SUPPLIED RECORDS

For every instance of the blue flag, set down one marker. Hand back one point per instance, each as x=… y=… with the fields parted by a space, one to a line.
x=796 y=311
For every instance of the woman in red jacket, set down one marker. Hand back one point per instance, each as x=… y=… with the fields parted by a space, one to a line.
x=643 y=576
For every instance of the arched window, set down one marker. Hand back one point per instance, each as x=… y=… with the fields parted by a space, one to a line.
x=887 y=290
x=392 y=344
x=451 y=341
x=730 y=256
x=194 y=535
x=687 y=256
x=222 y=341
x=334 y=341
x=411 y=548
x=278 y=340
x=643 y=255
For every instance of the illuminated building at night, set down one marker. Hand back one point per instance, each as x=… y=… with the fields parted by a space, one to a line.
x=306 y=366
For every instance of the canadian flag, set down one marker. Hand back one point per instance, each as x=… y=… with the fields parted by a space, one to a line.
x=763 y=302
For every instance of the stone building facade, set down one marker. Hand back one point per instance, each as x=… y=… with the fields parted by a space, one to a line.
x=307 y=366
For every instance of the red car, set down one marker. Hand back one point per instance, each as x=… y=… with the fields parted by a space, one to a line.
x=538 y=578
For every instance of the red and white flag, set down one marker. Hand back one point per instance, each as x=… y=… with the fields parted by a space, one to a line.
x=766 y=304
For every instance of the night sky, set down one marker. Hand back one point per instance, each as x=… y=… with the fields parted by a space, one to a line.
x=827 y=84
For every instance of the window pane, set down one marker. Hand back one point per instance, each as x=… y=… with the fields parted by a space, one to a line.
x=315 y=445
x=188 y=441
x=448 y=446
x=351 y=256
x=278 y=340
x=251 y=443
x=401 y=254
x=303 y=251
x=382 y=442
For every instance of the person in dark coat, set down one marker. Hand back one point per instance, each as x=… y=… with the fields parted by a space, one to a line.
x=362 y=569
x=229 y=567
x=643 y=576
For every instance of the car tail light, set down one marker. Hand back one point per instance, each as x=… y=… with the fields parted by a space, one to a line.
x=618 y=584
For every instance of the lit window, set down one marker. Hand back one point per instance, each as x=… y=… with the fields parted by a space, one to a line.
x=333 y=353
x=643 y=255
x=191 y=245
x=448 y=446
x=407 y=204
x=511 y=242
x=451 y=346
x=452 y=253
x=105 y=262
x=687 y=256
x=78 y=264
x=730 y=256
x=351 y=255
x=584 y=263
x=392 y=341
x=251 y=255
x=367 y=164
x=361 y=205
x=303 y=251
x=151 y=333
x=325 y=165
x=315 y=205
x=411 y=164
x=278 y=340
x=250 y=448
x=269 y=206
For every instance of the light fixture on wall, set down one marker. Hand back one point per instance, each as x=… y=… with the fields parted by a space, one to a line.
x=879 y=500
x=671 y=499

TASK TO COMPLETE
Quote only the lines from the line containing "For every instance of the person" through the end of the listing, please, keeping both the first and the last line.

ANSWER SPACE
For every instance of the person in dark coat, set down one marker. Hand back one point per instance, each as x=… y=… with the fields parted by a space, one to a line.
x=362 y=569
x=229 y=567
x=643 y=576
For every instance of the car tail light, set down one marker. Hand back one point per instance, each as x=… y=… with the fields parted by a space, one to a line.
x=618 y=584
For every instance of the lit window, set down one marker. Hand back one point per instance, each as x=… y=… with the fields parted by a space, one to a line.
x=333 y=353
x=643 y=255
x=191 y=245
x=448 y=446
x=407 y=204
x=511 y=242
x=451 y=346
x=452 y=253
x=105 y=262
x=687 y=256
x=78 y=264
x=730 y=256
x=351 y=255
x=584 y=263
x=392 y=341
x=251 y=255
x=367 y=164
x=361 y=205
x=303 y=251
x=151 y=333
x=325 y=165
x=315 y=205
x=411 y=164
x=278 y=340
x=250 y=448
x=269 y=206
For every instance of the light fixture on wall, set down one marker. Hand back one point per instance, each as x=… y=… with the fields parted by a space, one to a line.
x=879 y=500
x=671 y=499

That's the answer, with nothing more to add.